[Contour labeling entries]
● ● ●

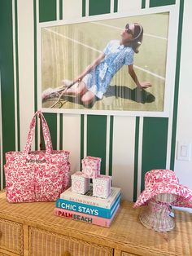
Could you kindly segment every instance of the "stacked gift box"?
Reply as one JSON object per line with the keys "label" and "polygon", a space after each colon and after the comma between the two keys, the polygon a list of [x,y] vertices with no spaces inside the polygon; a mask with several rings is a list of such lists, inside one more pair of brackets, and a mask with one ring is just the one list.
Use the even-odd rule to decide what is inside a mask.
{"label": "stacked gift box", "polygon": [[100,174],[100,166],[99,157],[82,160],[82,171],[72,175],[72,187],[57,200],[55,214],[110,227],[120,207],[120,188],[111,186],[111,176]]}

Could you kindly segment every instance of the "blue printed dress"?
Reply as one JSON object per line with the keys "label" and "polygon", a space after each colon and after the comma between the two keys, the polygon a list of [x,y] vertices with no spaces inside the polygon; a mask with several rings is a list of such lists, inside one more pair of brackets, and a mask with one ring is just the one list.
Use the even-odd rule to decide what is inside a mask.
{"label": "blue printed dress", "polygon": [[134,51],[129,46],[120,44],[119,40],[110,41],[103,51],[104,60],[91,70],[83,82],[87,90],[102,99],[113,76],[123,65],[133,64]]}

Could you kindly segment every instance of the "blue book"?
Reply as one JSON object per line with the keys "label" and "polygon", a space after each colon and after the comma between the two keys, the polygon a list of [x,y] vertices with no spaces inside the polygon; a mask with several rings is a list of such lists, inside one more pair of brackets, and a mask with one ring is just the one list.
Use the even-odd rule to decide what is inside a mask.
{"label": "blue book", "polygon": [[68,201],[65,199],[59,198],[56,201],[56,207],[75,212],[89,214],[93,216],[98,216],[106,218],[111,218],[116,207],[120,201],[120,193],[114,201],[111,209],[106,209],[103,207],[89,205],[86,204],[78,203],[76,201]]}

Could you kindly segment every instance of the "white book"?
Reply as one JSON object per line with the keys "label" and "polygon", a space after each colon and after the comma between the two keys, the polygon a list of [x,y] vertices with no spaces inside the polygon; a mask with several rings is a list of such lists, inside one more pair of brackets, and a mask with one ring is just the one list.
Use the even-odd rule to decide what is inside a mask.
{"label": "white book", "polygon": [[93,187],[91,184],[90,189],[85,195],[72,192],[72,187],[70,187],[68,189],[65,190],[60,195],[60,198],[89,205],[95,205],[106,209],[111,209],[114,201],[117,199],[117,197],[120,196],[120,188],[111,187],[111,192],[108,198],[100,198],[93,196]]}

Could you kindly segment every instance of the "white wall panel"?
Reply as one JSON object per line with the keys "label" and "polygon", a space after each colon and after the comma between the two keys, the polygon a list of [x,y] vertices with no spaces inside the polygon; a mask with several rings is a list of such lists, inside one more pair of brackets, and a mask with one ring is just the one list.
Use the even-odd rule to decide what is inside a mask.
{"label": "white wall panel", "polygon": [[[191,0],[185,1],[176,141],[192,144],[192,48],[190,46],[192,45],[192,34],[189,33],[189,24],[191,24]],[[178,161],[177,160],[176,150],[175,171],[180,182],[192,189],[191,152],[190,161]]]}
{"label": "white wall panel", "polygon": [[33,0],[18,0],[20,148],[26,143],[34,112]]}
{"label": "white wall panel", "polygon": [[114,117],[112,184],[121,188],[129,201],[133,196],[135,121],[133,117]]}
{"label": "white wall panel", "polygon": [[118,12],[137,11],[142,8],[142,0],[118,0]]}
{"label": "white wall panel", "polygon": [[70,152],[71,171],[80,170],[81,115],[63,116],[63,149]]}
{"label": "white wall panel", "polygon": [[63,19],[71,20],[82,16],[82,0],[63,0]]}

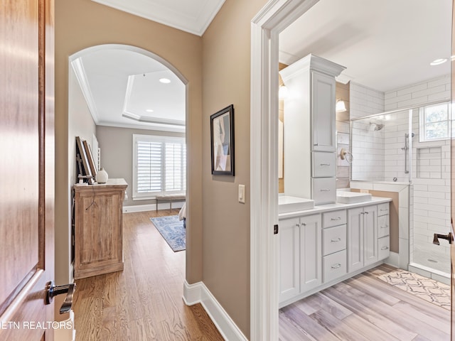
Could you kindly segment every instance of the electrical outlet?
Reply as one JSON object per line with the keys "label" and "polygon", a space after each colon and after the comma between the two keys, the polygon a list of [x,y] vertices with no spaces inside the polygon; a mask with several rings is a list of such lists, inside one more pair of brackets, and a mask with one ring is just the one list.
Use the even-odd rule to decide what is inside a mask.
{"label": "electrical outlet", "polygon": [[239,202],[245,204],[245,185],[239,185]]}

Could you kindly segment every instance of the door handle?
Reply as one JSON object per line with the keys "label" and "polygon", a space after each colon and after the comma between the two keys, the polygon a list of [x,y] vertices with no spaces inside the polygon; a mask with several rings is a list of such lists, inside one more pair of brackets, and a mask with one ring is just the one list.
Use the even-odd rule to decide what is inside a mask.
{"label": "door handle", "polygon": [[449,232],[447,234],[439,234],[439,233],[435,233],[434,237],[433,237],[433,244],[439,245],[439,238],[441,239],[447,239],[449,241],[449,244],[452,244],[454,242],[454,235],[452,234],[452,232]]}
{"label": "door handle", "polygon": [[60,313],[64,314],[71,310],[73,306],[73,296],[76,290],[76,283],[73,283],[71,284],[66,284],[65,286],[57,286],[54,284],[53,281],[48,282],[46,285],[47,295],[46,298],[46,304],[50,304],[52,302],[54,296],[57,295],[61,295],[66,293],[66,297],[63,301],[63,304],[60,308]]}

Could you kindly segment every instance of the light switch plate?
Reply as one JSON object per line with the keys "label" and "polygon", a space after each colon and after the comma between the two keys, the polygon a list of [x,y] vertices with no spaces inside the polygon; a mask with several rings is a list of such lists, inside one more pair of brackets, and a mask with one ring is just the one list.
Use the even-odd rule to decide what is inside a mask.
{"label": "light switch plate", "polygon": [[245,204],[245,185],[239,185],[239,202]]}

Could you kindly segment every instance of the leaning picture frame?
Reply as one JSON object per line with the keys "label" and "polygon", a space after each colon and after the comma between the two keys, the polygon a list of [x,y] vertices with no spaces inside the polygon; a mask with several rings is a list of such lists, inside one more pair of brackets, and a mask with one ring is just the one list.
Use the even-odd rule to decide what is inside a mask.
{"label": "leaning picture frame", "polygon": [[212,174],[235,174],[234,105],[210,115]]}

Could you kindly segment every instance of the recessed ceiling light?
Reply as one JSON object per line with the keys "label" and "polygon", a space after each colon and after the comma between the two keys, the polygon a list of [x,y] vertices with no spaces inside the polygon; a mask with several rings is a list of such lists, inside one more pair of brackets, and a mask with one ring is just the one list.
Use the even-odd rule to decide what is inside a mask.
{"label": "recessed ceiling light", "polygon": [[447,58],[435,59],[432,63],[430,63],[429,65],[432,66],[439,65],[441,64],[444,64],[446,61],[447,61]]}

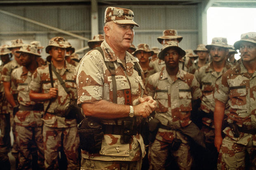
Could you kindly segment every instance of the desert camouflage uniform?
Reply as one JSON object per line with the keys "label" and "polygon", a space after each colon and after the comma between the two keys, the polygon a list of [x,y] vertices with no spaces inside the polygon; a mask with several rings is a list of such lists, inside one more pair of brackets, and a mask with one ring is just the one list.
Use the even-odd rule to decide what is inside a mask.
{"label": "desert camouflage uniform", "polygon": [[[241,62],[226,72],[221,84],[216,86],[214,97],[230,106],[225,110],[227,122],[255,131],[256,73],[249,73]],[[225,137],[221,147],[218,169],[244,169],[246,150],[252,163],[251,169],[256,169],[256,134],[240,132],[236,138],[229,127],[223,131]]]}
{"label": "desert camouflage uniform", "polygon": [[212,62],[207,64],[195,73],[195,76],[202,87],[202,96],[200,110],[205,113],[202,117],[203,126],[201,131],[204,135],[206,143],[213,145],[214,149],[213,114],[215,106],[214,96],[215,84],[220,83],[222,75],[233,66],[230,63],[225,62],[224,68],[218,74],[214,70]]}
{"label": "desert camouflage uniform", "polygon": [[[0,77],[3,66],[0,66]],[[6,154],[11,148],[10,114],[7,108],[8,101],[5,96],[5,90],[2,81],[0,81],[0,152]]]}
{"label": "desert camouflage uniform", "polygon": [[[47,113],[43,117],[43,137],[45,152],[45,166],[46,169],[56,168],[58,149],[63,143],[64,151],[68,161],[68,169],[79,168],[78,148],[79,139],[75,119],[67,119],[56,116],[54,113],[64,115],[70,104],[76,102],[76,77],[74,75],[75,67],[65,61],[64,67],[56,69],[65,82],[69,91],[68,95],[54,73],[52,76],[54,86],[58,89],[57,98],[52,101]],[[38,93],[48,93],[51,87],[48,65],[38,68],[32,76],[30,89]],[[45,110],[49,100],[44,103]]]}
{"label": "desert camouflage uniform", "polygon": [[173,81],[166,69],[148,78],[146,90],[157,103],[155,117],[170,130],[160,128],[155,140],[150,146],[150,169],[164,169],[168,149],[175,139],[181,141],[172,152],[180,169],[190,169],[192,158],[187,138],[176,129],[189,124],[191,101],[202,95],[199,84],[194,75],[179,69]]}
{"label": "desert camouflage uniform", "polygon": [[[12,71],[15,69],[20,67],[21,65],[18,63],[17,61],[15,59],[11,61],[5,65],[4,66],[2,69],[2,74],[1,76],[1,81],[4,82],[9,82],[11,83],[11,92],[12,95],[15,96],[17,96],[18,95],[18,92],[14,87],[14,86],[11,83],[11,74]],[[14,97],[14,100],[16,104],[18,104],[18,102],[17,100],[17,99]],[[11,122],[11,126],[12,128],[12,133],[13,133],[14,137],[14,142],[12,145],[12,154],[14,156],[16,159],[18,159],[18,154],[19,148],[16,141],[16,132],[15,131],[15,124],[14,123],[14,118],[13,117],[13,115],[12,114],[13,108],[12,106],[9,103],[8,103],[8,112],[10,113],[10,119]]]}
{"label": "desert camouflage uniform", "polygon": [[[38,64],[39,66],[40,65]],[[21,66],[12,73],[12,82],[18,92],[19,111],[14,117],[16,138],[19,148],[18,169],[31,169],[32,156],[30,146],[35,142],[37,146],[38,163],[43,168],[44,157],[42,135],[43,110],[31,109],[35,103],[29,99],[28,86],[32,74],[26,67]]]}
{"label": "desert camouflage uniform", "polygon": [[[130,89],[132,105],[138,105],[138,98],[143,95],[144,86],[141,77],[133,67],[137,60],[129,53],[126,52],[126,66],[123,65],[123,67],[121,67],[123,64],[122,62],[117,58],[116,55],[115,55],[106,41],[102,42],[101,47],[104,52],[105,60],[114,62],[116,73],[117,104],[124,104],[124,90]],[[103,58],[98,51],[91,51],[85,55],[77,67],[78,104],[94,103],[101,100],[113,102],[113,89],[111,74],[105,64]],[[124,70],[123,69],[124,67]],[[101,122],[104,124],[115,124],[115,119],[102,119]],[[118,119],[118,124],[121,125],[122,119]],[[141,117],[136,117],[136,123],[140,123],[141,120]],[[132,136],[128,144],[121,144],[120,136],[118,135],[104,134],[104,139],[102,140],[101,149],[99,153],[89,154],[86,151],[82,150],[81,166],[83,168],[81,169],[88,169],[86,168],[95,168],[94,169],[123,169],[118,166],[120,161],[124,161],[124,163],[129,161],[129,163],[134,164],[134,170],[140,170],[141,158],[146,154],[141,136],[140,134]],[[97,165],[94,166],[93,161],[95,160],[103,161],[101,163],[97,163]],[[91,163],[87,163],[90,161]],[[116,164],[116,162],[119,163]],[[124,165],[124,166],[123,168],[127,165]],[[132,169],[131,167],[129,169]]]}

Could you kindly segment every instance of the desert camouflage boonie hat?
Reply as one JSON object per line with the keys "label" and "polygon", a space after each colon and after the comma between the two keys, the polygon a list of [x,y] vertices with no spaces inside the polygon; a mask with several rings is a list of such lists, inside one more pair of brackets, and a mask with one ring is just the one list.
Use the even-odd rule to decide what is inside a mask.
{"label": "desert camouflage boonie hat", "polygon": [[90,48],[92,48],[94,43],[95,42],[102,42],[104,40],[104,35],[103,34],[95,35],[94,36],[92,39],[88,41],[88,46]]}
{"label": "desert camouflage boonie hat", "polygon": [[105,11],[105,21],[113,21],[117,24],[139,25],[133,21],[134,14],[131,10],[117,7],[108,7]]}
{"label": "desert camouflage boonie hat", "polygon": [[167,41],[164,44],[163,49],[158,53],[158,58],[160,60],[164,60],[165,52],[171,48],[174,48],[178,51],[180,55],[180,58],[183,57],[186,54],[185,51],[179,46],[178,43],[177,41]]}
{"label": "desert camouflage boonie hat", "polygon": [[61,37],[52,38],[49,41],[49,45],[45,48],[45,52],[49,54],[49,51],[52,46],[66,48],[67,51],[69,50],[71,45],[65,39]]}
{"label": "desert camouflage boonie hat", "polygon": [[151,48],[151,50],[154,51],[154,53],[155,54],[158,54],[160,51],[160,49],[158,47],[153,47]]}
{"label": "desert camouflage boonie hat", "polygon": [[35,45],[23,44],[21,49],[16,51],[16,53],[21,53],[21,52],[32,54],[37,57],[41,57],[41,55],[38,53],[38,49]]}
{"label": "desert camouflage boonie hat", "polygon": [[195,54],[194,53],[194,52],[193,52],[193,51],[191,49],[186,50],[185,52],[186,52],[186,55],[185,55],[186,57],[198,57],[198,55]]}
{"label": "desert camouflage boonie hat", "polygon": [[194,53],[196,53],[198,51],[208,51],[208,49],[205,48],[205,45],[203,44],[199,44],[197,48],[194,50]]}
{"label": "desert camouflage boonie hat", "polygon": [[36,48],[38,49],[43,49],[45,48],[44,46],[42,46],[41,45],[41,43],[40,43],[40,41],[33,41],[32,42],[31,42],[30,44],[35,45],[35,46],[36,46]]}
{"label": "desert camouflage boonie hat", "polygon": [[163,32],[163,36],[157,38],[157,41],[161,44],[162,41],[164,39],[176,39],[180,42],[183,37],[178,35],[177,31],[175,30],[165,30]]}
{"label": "desert camouflage boonie hat", "polygon": [[152,50],[151,50],[149,48],[149,46],[148,46],[148,45],[145,43],[139,44],[138,45],[138,48],[137,48],[137,49],[136,49],[136,50],[135,50],[134,51],[133,53],[132,53],[132,54],[136,55],[136,53],[140,51],[150,53],[150,56],[154,54],[154,51],[153,51]]}
{"label": "desert camouflage boonie hat", "polygon": [[11,50],[12,48],[16,47],[20,47],[23,45],[23,40],[22,39],[13,39],[11,41],[11,45],[8,48]]}
{"label": "desert camouflage boonie hat", "polygon": [[208,50],[210,50],[212,46],[216,46],[227,48],[229,48],[228,45],[227,38],[223,37],[215,37],[213,38],[211,41],[211,44],[210,45],[207,45],[205,47]]}
{"label": "desert camouflage boonie hat", "polygon": [[240,43],[242,41],[247,41],[256,44],[256,32],[250,32],[241,35],[241,39],[237,41],[234,44],[234,46],[235,49],[239,49],[240,48]]}
{"label": "desert camouflage boonie hat", "polygon": [[0,46],[0,55],[3,55],[7,54],[12,54],[12,51],[10,51],[8,48],[8,45],[3,45]]}

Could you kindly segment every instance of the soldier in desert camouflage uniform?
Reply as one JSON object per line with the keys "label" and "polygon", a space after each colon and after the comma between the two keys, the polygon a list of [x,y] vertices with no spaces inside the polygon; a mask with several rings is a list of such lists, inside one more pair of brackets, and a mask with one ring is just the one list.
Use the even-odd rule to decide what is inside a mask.
{"label": "soldier in desert camouflage uniform", "polygon": [[[104,133],[99,152],[82,150],[81,169],[139,170],[146,153],[143,139],[135,127],[155,109],[156,103],[143,96],[141,69],[126,51],[133,41],[133,28],[139,26],[133,21],[133,12],[108,7],[105,14],[105,40],[101,46],[104,56],[98,50],[89,51],[76,69],[78,103],[86,116],[100,120]],[[116,92],[105,62],[114,64]],[[127,135],[129,141],[121,143],[122,122],[127,121],[134,122],[130,127],[133,132]]]}
{"label": "soldier in desert camouflage uniform", "polygon": [[12,55],[14,56],[14,59],[4,66],[1,76],[1,80],[3,82],[5,87],[5,94],[9,102],[8,109],[10,113],[11,126],[12,128],[12,133],[14,138],[12,154],[16,159],[16,165],[17,165],[19,149],[16,142],[15,127],[12,113],[13,108],[18,103],[17,99],[18,92],[14,88],[13,85],[11,83],[11,74],[14,69],[21,66],[19,64],[19,53],[16,53],[16,51],[19,50],[22,46],[23,40],[22,39],[14,39],[12,40],[11,43],[12,44],[8,48],[12,51]]}
{"label": "soldier in desert camouflage uniform", "polygon": [[[49,74],[51,65],[38,67],[29,85],[31,100],[45,101],[42,135],[46,169],[56,168],[58,151],[61,146],[67,157],[67,169],[79,168],[79,140],[76,120],[72,116],[65,117],[69,106],[75,103],[77,99],[75,67],[65,60],[66,51],[70,47],[62,37],[51,39],[45,51],[51,56],[54,87],[51,85]],[[53,72],[54,69],[65,81],[63,85],[68,91],[68,94]]]}
{"label": "soldier in desert camouflage uniform", "polygon": [[[177,31],[174,30],[166,30],[163,32],[163,36],[157,38],[157,41],[162,45],[170,41],[174,41],[179,43],[182,40],[181,36],[177,35]],[[149,66],[153,67],[155,72],[163,69],[165,66],[164,62],[159,59],[150,62]],[[189,57],[183,57],[179,60],[179,67],[181,69],[193,74],[195,71],[196,67]]]}
{"label": "soldier in desert camouflage uniform", "polygon": [[146,89],[157,101],[155,118],[160,123],[149,147],[150,170],[164,169],[170,148],[180,169],[190,169],[192,165],[188,138],[179,130],[191,123],[191,102],[202,93],[194,75],[179,68],[178,60],[185,54],[177,42],[167,42],[158,54],[165,68],[148,78]]}
{"label": "soldier in desert camouflage uniform", "polygon": [[[214,112],[214,144],[219,151],[219,170],[256,169],[256,32],[243,34],[234,46],[242,61],[222,76],[217,90]],[[225,108],[226,103],[229,107]],[[222,121],[228,126],[221,136]],[[248,154],[248,156],[246,155]],[[245,158],[247,158],[246,161]],[[246,162],[249,165],[246,167]]]}
{"label": "soldier in desert camouflage uniform", "polygon": [[42,107],[30,100],[28,86],[33,73],[40,63],[37,57],[40,56],[34,45],[23,44],[16,51],[21,54],[20,61],[22,66],[12,73],[12,82],[18,92],[19,111],[14,117],[16,138],[19,149],[17,169],[31,169],[32,156],[31,146],[35,143],[38,154],[38,163],[40,169],[44,169],[43,143],[42,132]]}
{"label": "soldier in desert camouflage uniform", "polygon": [[139,44],[138,48],[133,53],[133,55],[139,59],[139,62],[143,70],[146,82],[148,77],[154,73],[153,68],[148,66],[149,57],[154,52],[149,49],[148,45],[146,44]]}
{"label": "soldier in desert camouflage uniform", "polygon": [[218,158],[218,153],[214,145],[213,113],[215,106],[214,96],[215,83],[220,83],[222,75],[233,66],[225,60],[225,57],[228,53],[227,42],[225,38],[213,38],[211,44],[206,46],[209,51],[212,61],[195,73],[195,76],[202,87],[203,94],[201,106],[197,113],[198,117],[195,121],[197,122],[200,127],[202,126],[201,131],[204,135],[207,147],[213,155],[215,154],[214,159],[212,160],[214,161],[212,164],[214,165],[216,165]]}
{"label": "soldier in desert camouflage uniform", "polygon": [[[0,66],[0,77],[3,66],[10,61],[12,52],[5,45],[0,46],[0,57],[2,64]],[[2,82],[0,82],[0,152],[7,154],[11,148],[10,138],[10,114],[7,108],[8,101],[5,95],[5,90]]]}
{"label": "soldier in desert camouflage uniform", "polygon": [[93,49],[97,47],[101,46],[101,43],[104,41],[104,35],[98,34],[94,35],[92,39],[88,41],[88,46],[90,49]]}

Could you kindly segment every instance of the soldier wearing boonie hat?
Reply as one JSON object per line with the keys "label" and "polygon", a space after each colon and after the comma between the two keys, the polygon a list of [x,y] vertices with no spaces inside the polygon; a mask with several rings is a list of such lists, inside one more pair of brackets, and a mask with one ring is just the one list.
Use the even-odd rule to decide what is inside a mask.
{"label": "soldier wearing boonie hat", "polygon": [[200,119],[196,120],[201,132],[204,134],[205,142],[213,156],[209,160],[209,165],[216,165],[218,153],[214,147],[212,140],[214,138],[214,113],[215,102],[214,96],[215,92],[215,85],[221,83],[223,74],[233,65],[227,62],[225,57],[228,53],[227,39],[215,37],[211,44],[206,46],[208,50],[211,62],[200,67],[195,73],[195,76],[202,87],[202,96],[201,106],[198,111]]}
{"label": "soldier wearing boonie hat", "polygon": [[19,92],[19,111],[14,118],[20,152],[18,169],[32,168],[31,143],[35,144],[34,149],[38,157],[37,163],[39,168],[43,169],[45,158],[42,133],[43,122],[41,118],[43,106],[42,103],[36,103],[30,100],[28,88],[32,74],[37,67],[41,66],[36,61],[41,56],[38,53],[36,46],[33,44],[23,44],[16,53],[20,53],[20,60],[22,65],[14,70],[11,76],[12,84]]}
{"label": "soldier wearing boonie hat", "polygon": [[45,48],[51,58],[50,62],[37,68],[29,85],[31,100],[44,101],[42,135],[46,169],[56,167],[61,149],[66,155],[68,168],[79,168],[76,121],[74,115],[67,113],[69,106],[77,101],[75,67],[65,58],[66,51],[70,47],[63,37],[51,39]]}
{"label": "soldier wearing boonie hat", "polygon": [[[222,76],[214,94],[217,168],[256,169],[256,32],[242,34],[234,46],[242,61]],[[223,129],[224,115],[228,126]]]}
{"label": "soldier wearing boonie hat", "polygon": [[197,69],[204,66],[210,60],[208,49],[205,48],[205,45],[198,44],[194,52],[198,55],[198,59],[195,63]]}
{"label": "soldier wearing boonie hat", "polygon": [[[18,92],[16,89],[13,88],[13,85],[11,83],[11,74],[14,69],[21,66],[19,62],[20,55],[19,53],[16,53],[16,51],[21,48],[23,44],[23,40],[22,39],[14,39],[11,41],[11,45],[7,48],[12,51],[12,56],[14,56],[14,60],[4,66],[1,76],[1,80],[3,82],[5,87],[5,94],[8,102],[8,109],[10,113],[12,113],[13,108],[18,103],[17,99]],[[14,134],[15,134],[15,125],[12,117],[12,114],[11,114],[10,116],[13,133]],[[16,138],[15,135],[14,135],[14,142],[12,149],[12,154],[16,159],[16,162],[18,163],[19,148],[16,144]]]}
{"label": "soldier wearing boonie hat", "polygon": [[153,68],[149,67],[149,57],[153,54],[154,51],[150,50],[148,45],[145,43],[138,44],[136,50],[132,54],[139,60],[146,82],[148,77],[154,73]]}
{"label": "soldier wearing boonie hat", "polygon": [[148,80],[146,89],[157,103],[155,118],[150,123],[159,122],[155,139],[149,146],[150,170],[164,169],[169,149],[180,169],[190,169],[192,165],[190,147],[182,129],[190,125],[196,127],[190,118],[191,102],[200,99],[202,93],[194,76],[179,68],[178,61],[185,55],[178,42],[166,42],[158,53],[166,66]]}
{"label": "soldier wearing boonie hat", "polygon": [[[95,134],[99,141],[95,145],[80,138],[80,144],[89,144],[81,147],[81,168],[140,170],[146,151],[135,125],[149,115],[156,102],[143,95],[142,69],[127,51],[132,43],[134,27],[139,25],[130,9],[108,7],[105,16],[104,41],[87,53],[76,68],[78,104],[86,117],[101,122],[103,133]],[[131,133],[123,133],[126,128]]]}
{"label": "soldier wearing boonie hat", "polygon": [[94,36],[92,39],[88,41],[88,45],[91,49],[99,47],[101,43],[104,41],[104,35],[98,34]]}
{"label": "soldier wearing boonie hat", "polygon": [[[0,46],[0,57],[2,64],[0,65],[0,77],[2,75],[3,66],[10,61],[12,52],[7,48],[7,45]],[[5,95],[5,90],[3,83],[0,81],[0,152],[7,155],[11,148],[10,131],[10,114],[7,108],[8,102]]]}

● ● ●

Pick out every line of the records above that contains the string "recessed", treating case as significant, and copy each of those lines.

**Written response**:
Could you kindly segment every instance of the recessed ceiling light?
{"label": "recessed ceiling light", "polygon": [[447,58],[435,59],[432,63],[430,63],[429,65],[432,66],[439,65],[441,64],[444,64],[446,61],[447,61]]}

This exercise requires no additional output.